Document passage:
'''

Under the above assumptions on the \(\beta _t^1\) and the utility function, the expected utility of the optimal strategy will be strictly larger than \(u(w_0)\), even if T approaches infinity. In particular in the risk-neutral case, \(\beta ^1_t > 1\), for all t, is sufficient for an expected payoff larger than \(w_0\), also for \(T \rightarrow \infty \).

One of the most unrealistic features of our model is that investment opportunities must be taken up immediately. One could modify this by allowing for each opportunity a fixed time window (e.g., 3 periods), in which the decision maker could invest in this opportunity. So, in period t one can invest into the opportunities that appeared in the periods \(t-2\), \(t-1\), and t. Then not much would change qualitatively. Of course, the investor would always wait till the last moment before investing in a given opportunity, to get as much information as possible.

'''

Material:
'''

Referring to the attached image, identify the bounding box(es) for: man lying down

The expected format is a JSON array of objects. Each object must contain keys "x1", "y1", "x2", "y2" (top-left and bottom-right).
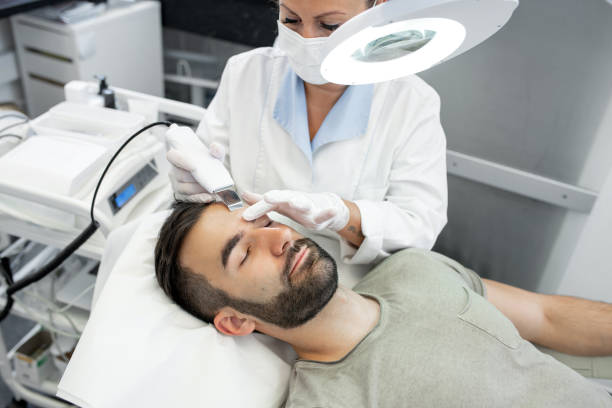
[{"x1": 155, "y1": 203, "x2": 612, "y2": 407}]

'''

Short problem 1:
In the investment passage, what example length does it give for the fixed time window?
Short problem 2:
Copy the investment passage starting with "Under the above" and going on through "for \(T \rightarrow \infty \).", and rename "utility function" as "payoff function".

Final answer 1:
3 periods

Final answer 2:
Under the above assumptions on the \(\beta _t^1\) and the payoff function, the expected utility of the optimal strategy will be strictly larger than \(u(w_0)\), even if T approaches infinity. In particular in the risk-neutral case, \(\beta ^1_t > 1\), for all t, is sufficient for an expected payoff larger than \(w_0\), also for \(T \rightarrow \infty \).